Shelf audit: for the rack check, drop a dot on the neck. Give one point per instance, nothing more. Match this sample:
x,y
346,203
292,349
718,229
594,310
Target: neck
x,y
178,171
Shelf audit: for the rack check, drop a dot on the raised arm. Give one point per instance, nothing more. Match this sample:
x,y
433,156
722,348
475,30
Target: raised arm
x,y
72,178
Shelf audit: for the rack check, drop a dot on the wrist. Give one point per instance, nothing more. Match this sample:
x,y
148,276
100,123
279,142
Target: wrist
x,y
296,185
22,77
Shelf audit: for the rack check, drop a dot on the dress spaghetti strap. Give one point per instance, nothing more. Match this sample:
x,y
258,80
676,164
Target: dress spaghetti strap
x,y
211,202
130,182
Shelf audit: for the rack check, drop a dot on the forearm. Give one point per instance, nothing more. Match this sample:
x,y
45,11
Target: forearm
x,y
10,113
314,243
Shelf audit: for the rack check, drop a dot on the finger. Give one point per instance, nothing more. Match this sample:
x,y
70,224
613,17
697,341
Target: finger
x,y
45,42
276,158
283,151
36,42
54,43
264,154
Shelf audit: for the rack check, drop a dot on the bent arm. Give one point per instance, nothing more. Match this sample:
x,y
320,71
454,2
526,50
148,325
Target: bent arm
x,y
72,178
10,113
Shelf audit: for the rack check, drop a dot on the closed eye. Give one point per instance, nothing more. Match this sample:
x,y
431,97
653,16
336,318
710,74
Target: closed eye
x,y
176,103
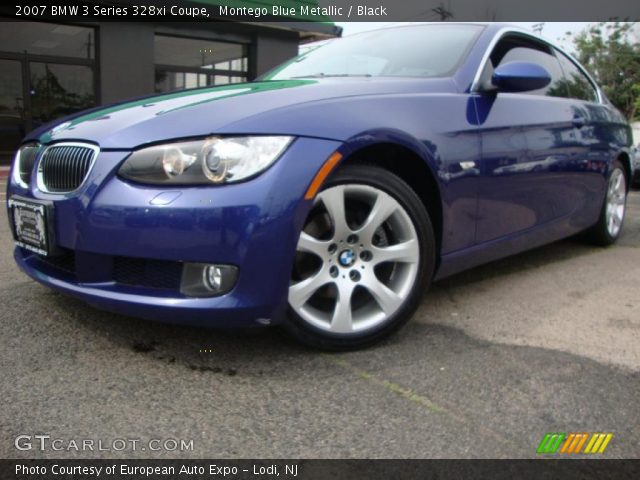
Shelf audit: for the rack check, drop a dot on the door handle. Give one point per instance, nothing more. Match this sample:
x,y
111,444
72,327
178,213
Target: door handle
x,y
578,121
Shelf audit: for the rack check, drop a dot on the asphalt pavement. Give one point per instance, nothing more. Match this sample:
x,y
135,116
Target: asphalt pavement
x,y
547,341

■ Exercise prompt
Repeat the material above exactly; any picture in it is left out.

■ Solution to this problem
Shelf audit: for the rack check, drop a dot on the neck. Give one point per instance, nothing more. Match this sample:
x,y
346,203
292,349
718,229
594,310
Target: neck
x,y
178,171
Shelf audit: for the rack check, drop a dot on the raised arm. Give one point per instance, nothing more. Match this sample:
x,y
433,156
722,348
475,30
Target: raised arm
x,y
72,178
Shelf audit: for the rack check, drop a dot on the wrist. Give one point per instance, nothing more. Match this sample:
x,y
148,276
100,123
279,142
Target: wrist
x,y
296,185
22,77
Shelf audit: for the rack check, drop a dot on the dress spaghetti strap. Give one point per instance, nothing more. Match this sample:
x,y
258,80
676,164
Target: dress spaghetti strap
x,y
211,202
130,182
Shelf audit: for the rack check, drop a dot on the forearm. Give one point per instance, nothing more. Match this sample:
x,y
45,11
Target: forearm
x,y
10,113
314,243
Shelf audit: for the rack check, drop a dot on the finger. Give one point per instance, nothing more. Match this sample:
x,y
70,224
613,17
697,341
Target: finger
x,y
45,42
276,158
283,151
36,42
54,43
264,154
Shelf audit: for the rack check, drop a dot on the bent arm. Give one point per instance, nothing more. Match this sample:
x,y
320,71
454,2
526,50
148,325
Target: bent arm
x,y
72,178
10,113
Shelf audit: for the rack check, drop a dot on the closed eye. Give one point per instance, nothing more. Match this sample:
x,y
431,97
653,16
336,318
710,74
Target: closed eye
x,y
176,103
Shelf audit: for the rack check, drop a dot on the door handle. Give one point per instance, nothing more. Match this sample:
x,y
111,444
72,327
178,213
Target: door handle
x,y
578,121
Shelf audit: for the rack check, drop a dot on the asphalt pavement. Give one point per instance, nothing more. Match this sample:
x,y
135,116
Target: asphalt pavement
x,y
547,341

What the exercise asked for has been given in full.